Exercise passage:
Alternatively, in other embodiments of the invention, the user highlights the portion of the template web page 20 with the cursor and the node corresponding to the highlighted portion is selected as the record node 55. Alternatively, if the user is familiar with XPATH expressions, then the user can manually or programmatically select the record node 55.
When the record node 55 is selected, the record sub-tree 60, which is the entire structure of the DOM sub-tree whose root node is the record node 55, is stored in memory 290 for subsequent use. Similarly, the data field sub-paths 65, which are the relative paths from the record node 55 to the leaf node corresponding to the data fields, are stored in memory 290.
One embodiment automatically selects the record node sub-tree 60. In this embodiment, a lowest common ancestor (LCA) to all leaf nodes corresponding to the sample data 245, i.e., a LCA DOM-tree node, is determined using an LCA algorithm, e.g., Tarjan, “Applications of Path Compression on Balanced Trees,” Journal of the ACM (JACM), v.26 n.4, pp. 690-715, October 1979, incorporated herein by reference.
The structure of the LCA sub-tree whose root node is the LCA node corresponds to a part of the record node sub-tree 60. By matching the LCA sub-tree to all sub-trees of the template web page 20, it is possible to identify the corresponding data fields in all other records in the web page. The LCA node of all roots of matching sub-trees is the node that is the parent of all record sub-trees. Usually, this node corresponds to a table or a list. Therefore, the structure of the sub-tree whose root is one child of this LCA node can be stored in the memory 290 as the structure of the record node sub-tree 60.
In one embodiment, the DOM-tree 315 of the web page 305 is traversed in a suitable order, for example depth-first search, and the structure of each sub-tree of the web page 305 is compared to the structure of the stored record node sub-tree 60 to select 320 the matching sub-tree. A successful match occurs when tags of all nodes of the two trees that are not leaf nodes match, and all matching nodes have the same number of descendents in the two sub-trees. When the match is detected, the matched sub-tree of the DOM-tree of the new web page 305 corresponds a data record. Furthermore, using the pre-stored data field sub-paths 65, the data 10 is extracted 330 from all discovered data records.
Another embodiment of the invention traverses the template web page 20 with the record node sub-tree 60 to identify other parts of the template DOM-tree 230 with the structure of the record node sub-tree 60. Every identified match to a sub-tree of the template DOM-tree 230 corresponds to other data records of the same structure as that of the record node sub-tree 60.
When a match occurs, the method 100 keeps track of which leaf nodes of the record node sub-tree 60 change, and which leaf nodes do not change. Those leaf nodes, which do not represent formatting text, e.g., explanatory labels or names for the data fields, are labeled as non-formatting leaf nodes.
When matching the record node sub-tree 60 to all sub-trees of the DOM-tree 315, a match is identified only if the constant leaf nodes match in the two sub-trees. This embodiment increases the accuracy of identifying records in web page 305.
Although the invention has been described by way of examples of preferred embodiments, it is to be understood that various other adaptations and modifications may be made within the spirit and scope of the invention. Therefore, it is the object of the appended claims to cover all such variations and modifications as come within the true spirit and scope of the invention.

Data segment:
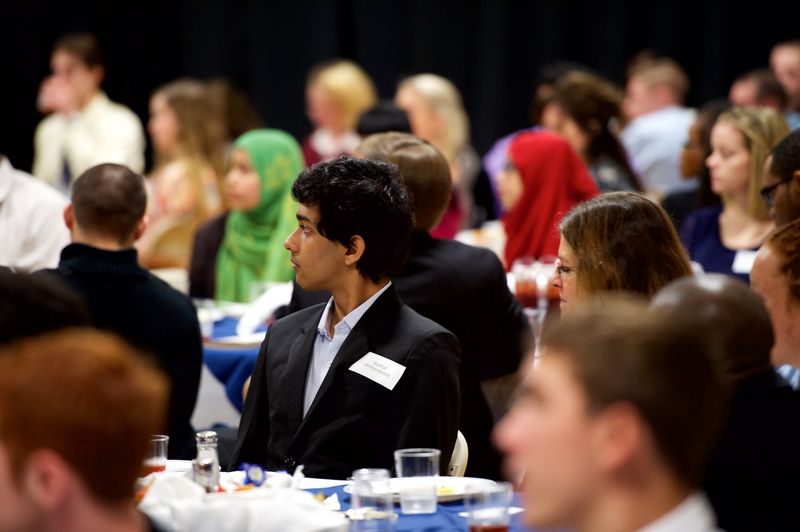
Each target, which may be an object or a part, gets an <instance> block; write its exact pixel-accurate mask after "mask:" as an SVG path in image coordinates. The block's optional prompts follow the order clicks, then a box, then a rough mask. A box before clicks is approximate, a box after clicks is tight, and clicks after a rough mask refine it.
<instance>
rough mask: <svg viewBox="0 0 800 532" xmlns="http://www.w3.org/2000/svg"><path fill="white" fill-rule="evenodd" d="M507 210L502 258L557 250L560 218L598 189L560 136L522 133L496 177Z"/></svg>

Activity 1: In the passage on record extraction, what does the node that is the parent of all record sub-trees usually correspond to?
Activity 2:
Say whether each statement agrees with the passage on record extraction, and quote the words that decide it.
(a) A successful match requires all matching nodes to have the same number of descendants in the two sub-trees.
(b) The record sub-tree is discarded once the record node is selected.
(c) The DOM-tree of the web page 305 must be traversed breadth-first.
Activity 3: Write out the passage on record extraction from "Although the invention" to "true spirit and scope of the invention.", swapping every "modifications" for "changes".
The data come from a separate, unrelated source.

Task output 1: A table or a list.

Task output 2:
(a) Yes: "all matching nodes have the same number of descendents in the two sub-trees"
(b) No: "is stored in memory 290 for subsequent use"
(c) No: "traversed in a suitable order, for example depth-first search"

Task output 3:
Although the invention has been described by way of examples of preferred embodiments, it is to be understood that various other adaptations and changes may be made within the spirit and scope of the invention. Therefore, it is the object of the appended claims to cover all such variations and changes as come within the true spirit and scope of the invention.